# GIVEN TASK
Can you render the lines of the items below, from the line with "Consider the photo above. For every instance of the alloy" up to and including the line with "Consider the photo above. For every instance of the electrical", as a numbered list with blank lines omitted? Cover only that stretch.
*** ROWS ***
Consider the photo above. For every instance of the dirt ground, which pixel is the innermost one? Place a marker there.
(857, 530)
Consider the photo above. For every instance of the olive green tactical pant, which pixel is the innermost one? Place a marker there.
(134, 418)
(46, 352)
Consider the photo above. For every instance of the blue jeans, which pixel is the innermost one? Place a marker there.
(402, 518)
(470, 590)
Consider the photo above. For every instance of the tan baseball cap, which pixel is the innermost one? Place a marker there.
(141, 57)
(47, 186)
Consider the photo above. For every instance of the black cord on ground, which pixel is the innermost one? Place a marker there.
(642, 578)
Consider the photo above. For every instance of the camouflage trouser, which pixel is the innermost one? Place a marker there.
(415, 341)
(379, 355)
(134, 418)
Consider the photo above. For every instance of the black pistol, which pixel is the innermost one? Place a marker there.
***
*** ROWS ***
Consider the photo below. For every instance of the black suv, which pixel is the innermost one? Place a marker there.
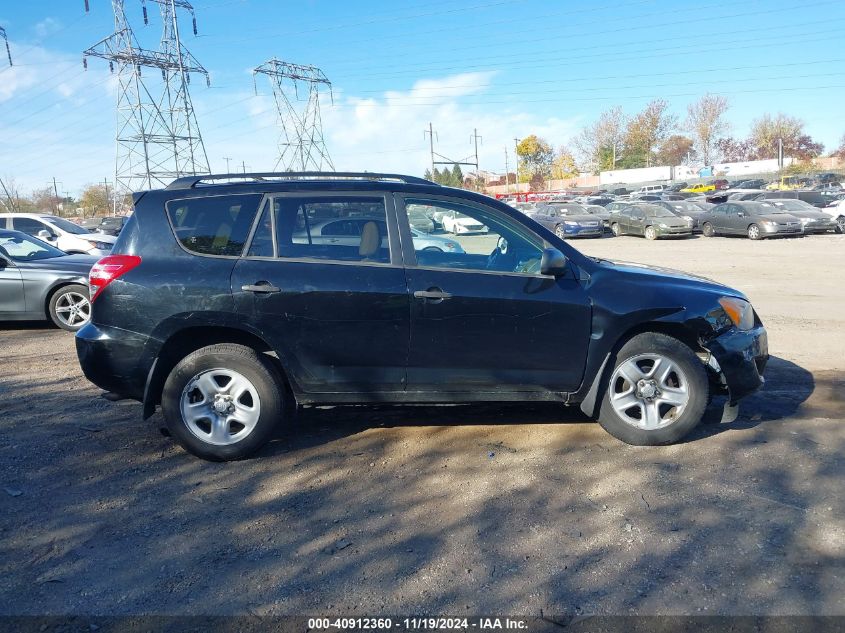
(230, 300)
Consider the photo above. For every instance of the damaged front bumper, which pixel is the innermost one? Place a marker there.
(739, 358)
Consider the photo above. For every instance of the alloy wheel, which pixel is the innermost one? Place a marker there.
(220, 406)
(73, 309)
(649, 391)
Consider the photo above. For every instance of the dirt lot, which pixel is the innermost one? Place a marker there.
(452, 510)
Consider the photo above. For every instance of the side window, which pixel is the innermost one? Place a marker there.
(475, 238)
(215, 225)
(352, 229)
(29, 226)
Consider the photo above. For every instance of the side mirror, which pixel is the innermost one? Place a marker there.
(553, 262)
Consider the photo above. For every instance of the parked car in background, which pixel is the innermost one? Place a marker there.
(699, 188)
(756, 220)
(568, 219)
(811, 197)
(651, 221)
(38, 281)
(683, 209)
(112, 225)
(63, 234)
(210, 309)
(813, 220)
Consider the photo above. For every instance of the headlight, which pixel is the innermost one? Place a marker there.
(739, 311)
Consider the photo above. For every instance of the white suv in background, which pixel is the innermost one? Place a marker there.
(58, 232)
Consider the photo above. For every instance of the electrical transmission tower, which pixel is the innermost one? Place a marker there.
***
# REPLY
1. Consider the photo above. For every instance of the alloy wheel, which pixel is the innermost one? Place a marker there.
2. (220, 406)
3. (73, 309)
4. (649, 391)
5. Consider the photo above. For every instance of the dirt lot, which pixel is the innermost one? Place a marker there.
6. (452, 510)
7. Consider the photo above. For every instance of the side window, which pixel is the innermost one? Place a marker there.
8. (475, 238)
9. (215, 225)
10. (352, 229)
11. (29, 226)
12. Consider the photo above. For every instance of the side mirror, which pixel is the innermost one? Place a marker there.
13. (553, 262)
14. Consider the photo above. For every instance of the parked car in background, which pixel is the innermost one? Place a marker there.
15. (699, 188)
16. (756, 220)
17. (568, 219)
18. (811, 197)
19. (651, 221)
20. (38, 281)
21. (683, 209)
22. (112, 225)
23. (63, 234)
24. (210, 309)
25. (813, 220)
26. Consider the photo above. For every instance of the headlight, which pixel is the innermost one? Place a marker there.
27. (739, 311)
28. Consider the photo above. For every instance of the white suv in background, which pixel is the innermost one? Place a marker there.
29. (58, 232)
30. Consider the photo above. For every instance of the electrical transmission tower, which pixel is the innermost one? Place a marker there.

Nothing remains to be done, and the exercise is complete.